**Problem:**
Tally the lines in the material below that contain the word "shirt", and give only that number.

**Input rows:**
>> Begin
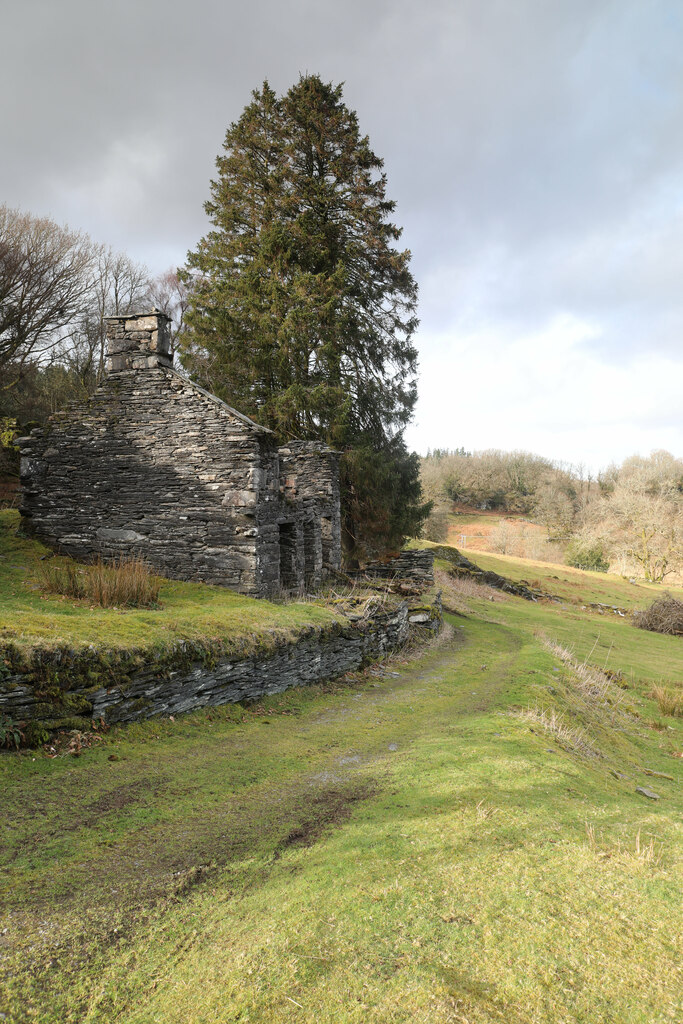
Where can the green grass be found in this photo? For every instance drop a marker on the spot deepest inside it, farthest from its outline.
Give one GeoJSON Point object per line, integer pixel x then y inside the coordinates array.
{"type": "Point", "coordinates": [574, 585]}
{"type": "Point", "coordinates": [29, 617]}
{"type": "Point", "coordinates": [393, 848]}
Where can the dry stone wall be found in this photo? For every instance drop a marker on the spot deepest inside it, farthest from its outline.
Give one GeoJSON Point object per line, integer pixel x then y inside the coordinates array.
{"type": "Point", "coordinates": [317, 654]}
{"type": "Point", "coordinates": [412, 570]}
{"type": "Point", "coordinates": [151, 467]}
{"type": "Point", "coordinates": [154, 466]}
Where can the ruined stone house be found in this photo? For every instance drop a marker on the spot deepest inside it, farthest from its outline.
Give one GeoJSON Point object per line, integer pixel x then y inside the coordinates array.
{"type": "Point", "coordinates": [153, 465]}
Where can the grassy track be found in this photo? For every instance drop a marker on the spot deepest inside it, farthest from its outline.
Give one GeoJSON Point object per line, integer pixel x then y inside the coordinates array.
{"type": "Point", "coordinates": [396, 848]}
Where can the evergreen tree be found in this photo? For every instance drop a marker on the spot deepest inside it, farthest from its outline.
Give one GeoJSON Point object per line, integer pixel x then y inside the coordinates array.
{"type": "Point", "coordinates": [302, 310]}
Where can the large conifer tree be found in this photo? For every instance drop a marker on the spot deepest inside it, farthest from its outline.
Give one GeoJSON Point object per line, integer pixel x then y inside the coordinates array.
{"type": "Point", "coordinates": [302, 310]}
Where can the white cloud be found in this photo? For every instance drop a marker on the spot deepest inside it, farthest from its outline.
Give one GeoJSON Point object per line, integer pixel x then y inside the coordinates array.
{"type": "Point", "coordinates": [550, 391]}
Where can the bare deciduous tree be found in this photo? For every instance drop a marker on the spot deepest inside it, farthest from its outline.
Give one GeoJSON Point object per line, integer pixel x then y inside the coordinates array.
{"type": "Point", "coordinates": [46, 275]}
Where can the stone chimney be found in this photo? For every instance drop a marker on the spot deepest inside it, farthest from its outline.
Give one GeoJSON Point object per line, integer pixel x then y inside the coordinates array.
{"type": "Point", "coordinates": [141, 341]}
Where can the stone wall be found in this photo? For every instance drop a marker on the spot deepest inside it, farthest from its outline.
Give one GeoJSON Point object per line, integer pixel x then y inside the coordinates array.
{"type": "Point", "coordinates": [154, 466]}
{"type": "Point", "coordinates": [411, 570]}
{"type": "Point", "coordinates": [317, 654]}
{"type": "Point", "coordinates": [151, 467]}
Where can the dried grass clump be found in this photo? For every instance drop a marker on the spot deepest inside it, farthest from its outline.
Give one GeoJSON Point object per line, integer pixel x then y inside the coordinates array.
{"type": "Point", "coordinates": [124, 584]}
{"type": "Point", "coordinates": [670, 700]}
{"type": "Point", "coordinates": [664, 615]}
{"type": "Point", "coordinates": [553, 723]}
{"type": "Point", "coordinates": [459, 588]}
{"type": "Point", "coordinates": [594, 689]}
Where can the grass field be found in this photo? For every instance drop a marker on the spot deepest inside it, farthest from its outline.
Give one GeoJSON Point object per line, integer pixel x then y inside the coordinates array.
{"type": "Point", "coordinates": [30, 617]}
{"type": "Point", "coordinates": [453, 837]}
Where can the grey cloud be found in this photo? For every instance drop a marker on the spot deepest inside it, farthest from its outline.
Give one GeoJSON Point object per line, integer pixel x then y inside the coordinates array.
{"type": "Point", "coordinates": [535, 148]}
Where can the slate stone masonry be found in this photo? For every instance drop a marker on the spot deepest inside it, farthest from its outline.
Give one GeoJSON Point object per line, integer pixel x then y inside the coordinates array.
>> End
>> Begin
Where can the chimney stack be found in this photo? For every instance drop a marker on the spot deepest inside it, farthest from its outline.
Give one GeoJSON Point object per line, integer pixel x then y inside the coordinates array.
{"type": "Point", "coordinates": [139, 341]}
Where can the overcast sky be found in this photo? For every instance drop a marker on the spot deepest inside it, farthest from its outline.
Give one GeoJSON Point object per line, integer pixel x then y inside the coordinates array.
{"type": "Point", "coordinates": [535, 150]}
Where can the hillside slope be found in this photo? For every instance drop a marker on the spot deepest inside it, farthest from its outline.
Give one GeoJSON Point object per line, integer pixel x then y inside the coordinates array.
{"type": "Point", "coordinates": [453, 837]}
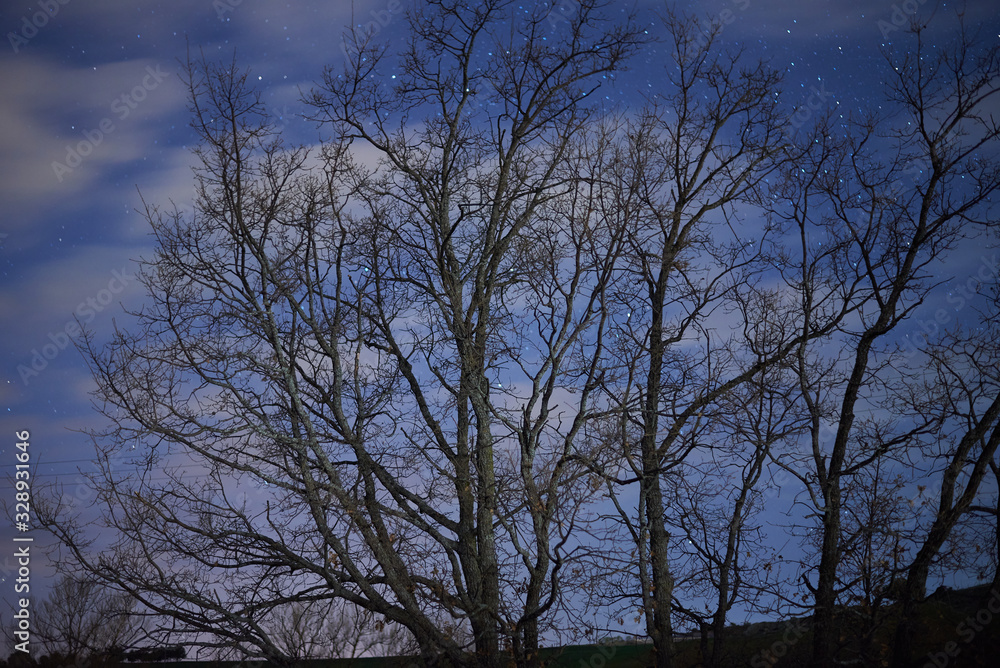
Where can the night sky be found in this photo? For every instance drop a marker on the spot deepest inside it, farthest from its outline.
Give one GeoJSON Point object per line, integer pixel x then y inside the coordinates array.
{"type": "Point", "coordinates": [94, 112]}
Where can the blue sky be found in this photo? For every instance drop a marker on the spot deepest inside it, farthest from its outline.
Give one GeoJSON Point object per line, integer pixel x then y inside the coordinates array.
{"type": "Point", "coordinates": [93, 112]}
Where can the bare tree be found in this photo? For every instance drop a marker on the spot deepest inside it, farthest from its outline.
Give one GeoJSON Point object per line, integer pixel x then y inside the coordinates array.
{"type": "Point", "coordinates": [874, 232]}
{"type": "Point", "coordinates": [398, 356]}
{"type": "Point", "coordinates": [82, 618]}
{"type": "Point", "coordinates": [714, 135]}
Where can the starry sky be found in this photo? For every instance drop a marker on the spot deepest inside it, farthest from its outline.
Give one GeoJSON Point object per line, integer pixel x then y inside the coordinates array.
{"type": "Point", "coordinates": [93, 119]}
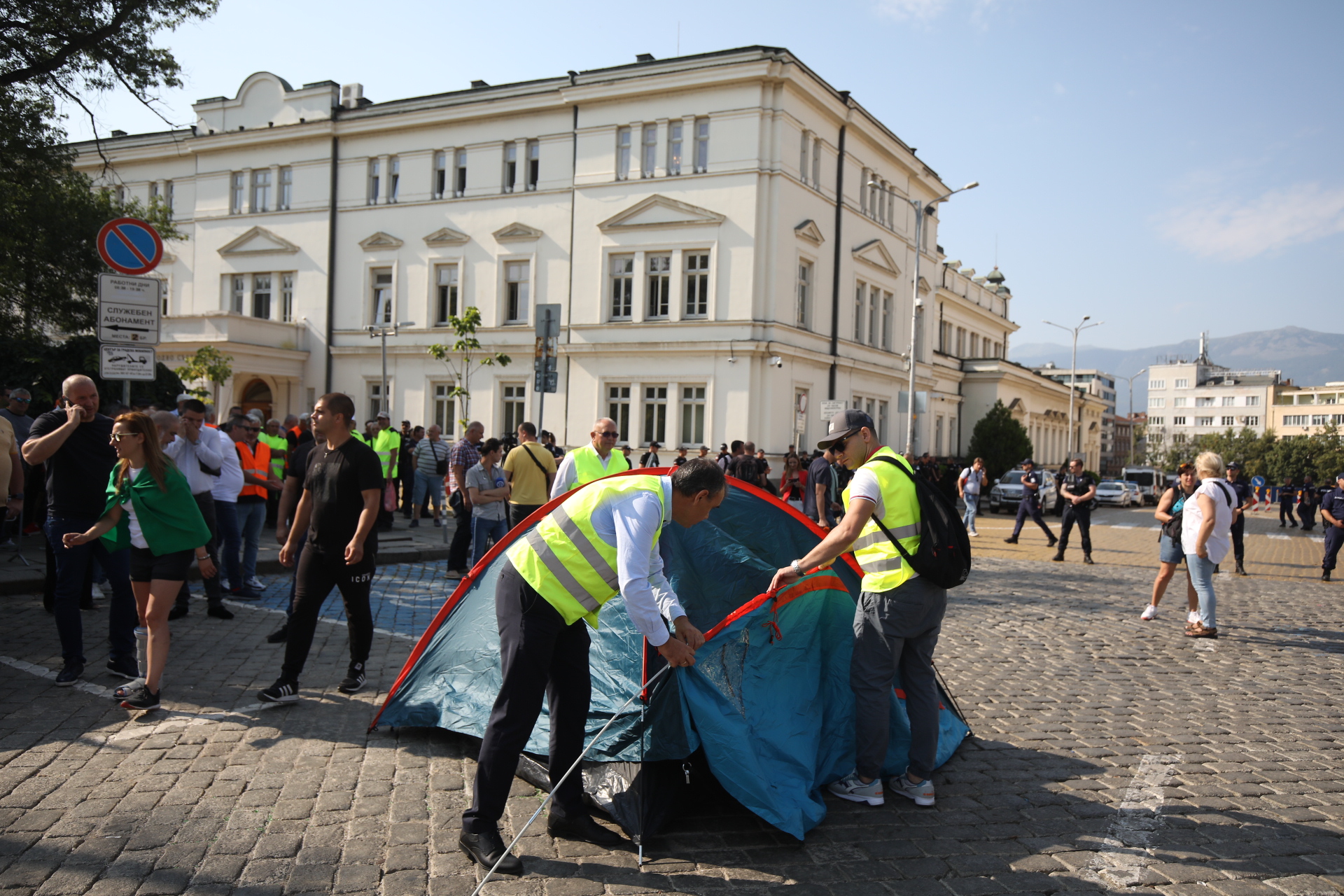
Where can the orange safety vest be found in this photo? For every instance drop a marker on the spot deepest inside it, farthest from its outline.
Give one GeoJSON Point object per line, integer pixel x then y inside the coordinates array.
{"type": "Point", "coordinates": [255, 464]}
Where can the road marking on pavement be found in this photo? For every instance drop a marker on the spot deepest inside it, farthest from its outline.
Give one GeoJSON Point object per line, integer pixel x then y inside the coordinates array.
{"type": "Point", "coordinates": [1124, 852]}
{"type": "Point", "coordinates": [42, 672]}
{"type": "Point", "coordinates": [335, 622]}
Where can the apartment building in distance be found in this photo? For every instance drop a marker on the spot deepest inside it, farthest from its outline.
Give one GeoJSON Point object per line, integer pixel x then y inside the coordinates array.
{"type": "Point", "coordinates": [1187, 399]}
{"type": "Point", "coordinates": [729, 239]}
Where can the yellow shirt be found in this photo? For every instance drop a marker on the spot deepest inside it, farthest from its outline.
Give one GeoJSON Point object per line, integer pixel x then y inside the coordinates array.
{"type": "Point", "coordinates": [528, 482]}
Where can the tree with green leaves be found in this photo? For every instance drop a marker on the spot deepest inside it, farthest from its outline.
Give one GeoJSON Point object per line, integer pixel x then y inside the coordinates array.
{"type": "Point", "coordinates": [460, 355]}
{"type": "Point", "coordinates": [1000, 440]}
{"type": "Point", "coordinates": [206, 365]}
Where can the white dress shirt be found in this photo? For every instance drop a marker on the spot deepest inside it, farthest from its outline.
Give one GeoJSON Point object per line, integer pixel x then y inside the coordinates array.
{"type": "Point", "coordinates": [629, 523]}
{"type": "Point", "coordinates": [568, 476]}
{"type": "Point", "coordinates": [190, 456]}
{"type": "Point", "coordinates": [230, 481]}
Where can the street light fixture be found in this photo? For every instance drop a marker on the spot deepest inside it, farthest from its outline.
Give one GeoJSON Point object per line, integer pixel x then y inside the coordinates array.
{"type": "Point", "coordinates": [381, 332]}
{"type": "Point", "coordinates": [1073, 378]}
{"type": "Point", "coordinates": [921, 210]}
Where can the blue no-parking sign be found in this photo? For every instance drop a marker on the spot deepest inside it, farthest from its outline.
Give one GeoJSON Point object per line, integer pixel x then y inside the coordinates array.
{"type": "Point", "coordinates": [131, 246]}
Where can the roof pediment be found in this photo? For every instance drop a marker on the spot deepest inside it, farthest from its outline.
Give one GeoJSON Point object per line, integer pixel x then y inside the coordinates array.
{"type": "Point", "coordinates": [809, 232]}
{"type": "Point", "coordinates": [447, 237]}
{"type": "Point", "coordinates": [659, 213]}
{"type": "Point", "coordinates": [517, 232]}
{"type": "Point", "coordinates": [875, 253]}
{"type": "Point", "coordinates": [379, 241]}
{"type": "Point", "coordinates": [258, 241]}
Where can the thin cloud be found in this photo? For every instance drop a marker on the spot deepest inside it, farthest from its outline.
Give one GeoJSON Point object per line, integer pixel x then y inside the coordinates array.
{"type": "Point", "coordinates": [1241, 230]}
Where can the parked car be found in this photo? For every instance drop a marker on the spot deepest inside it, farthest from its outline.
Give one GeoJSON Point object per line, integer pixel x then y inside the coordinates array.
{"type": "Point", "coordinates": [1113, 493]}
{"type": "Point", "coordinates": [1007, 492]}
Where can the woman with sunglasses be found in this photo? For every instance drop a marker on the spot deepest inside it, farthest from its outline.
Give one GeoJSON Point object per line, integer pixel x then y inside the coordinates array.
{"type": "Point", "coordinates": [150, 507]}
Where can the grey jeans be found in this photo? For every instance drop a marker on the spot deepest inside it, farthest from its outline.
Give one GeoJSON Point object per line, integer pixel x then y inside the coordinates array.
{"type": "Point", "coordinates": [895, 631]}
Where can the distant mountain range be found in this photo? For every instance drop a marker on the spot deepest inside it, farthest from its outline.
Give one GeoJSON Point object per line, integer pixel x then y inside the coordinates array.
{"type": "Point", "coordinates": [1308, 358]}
>> End
**Correct answer:**
2